BEGIN Working data
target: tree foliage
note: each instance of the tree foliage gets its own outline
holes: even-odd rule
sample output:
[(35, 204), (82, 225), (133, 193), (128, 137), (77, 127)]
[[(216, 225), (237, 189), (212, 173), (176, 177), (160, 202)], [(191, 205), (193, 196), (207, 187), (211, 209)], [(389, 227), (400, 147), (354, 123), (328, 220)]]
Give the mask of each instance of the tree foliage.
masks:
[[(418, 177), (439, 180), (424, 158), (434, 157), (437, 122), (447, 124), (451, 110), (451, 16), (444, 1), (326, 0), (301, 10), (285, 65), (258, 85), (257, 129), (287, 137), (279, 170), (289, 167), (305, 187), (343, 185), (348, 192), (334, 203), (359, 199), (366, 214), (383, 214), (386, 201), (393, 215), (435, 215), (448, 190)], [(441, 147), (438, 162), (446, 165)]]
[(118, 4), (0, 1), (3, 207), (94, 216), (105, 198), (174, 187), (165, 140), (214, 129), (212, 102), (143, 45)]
END Working data
## Directions for this task
Edit the lines above so that "hedge" stands wherever "tree foliage" appears, and leave everything else the same.

## Problem solution
target: hedge
note: each instance of the hedge gets its own outline
holes: even-odd rule
sample output:
[(35, 204), (82, 225), (133, 193), (128, 137), (77, 127)]
[[(216, 225), (237, 189), (212, 173), (176, 177), (160, 202)], [(191, 205), (193, 196), (207, 187), (211, 209)], [(389, 227), (400, 147), (354, 123), (328, 220)]]
Give the mask of each instance of the hedge.
masks:
[[(418, 177), (439, 180), (424, 158), (434, 157), (437, 122), (447, 124), (451, 110), (451, 16), (444, 1), (326, 0), (301, 10), (285, 65), (258, 85), (257, 129), (287, 137), (279, 170), (289, 167), (305, 187), (343, 185), (348, 192), (334, 203), (359, 199), (366, 214), (383, 214), (386, 201), (393, 215), (435, 215), (448, 190)], [(441, 147), (438, 162), (446, 165)]]
[(118, 4), (0, 1), (3, 207), (94, 216), (105, 198), (174, 187), (165, 140), (214, 129), (212, 102), (143, 45)]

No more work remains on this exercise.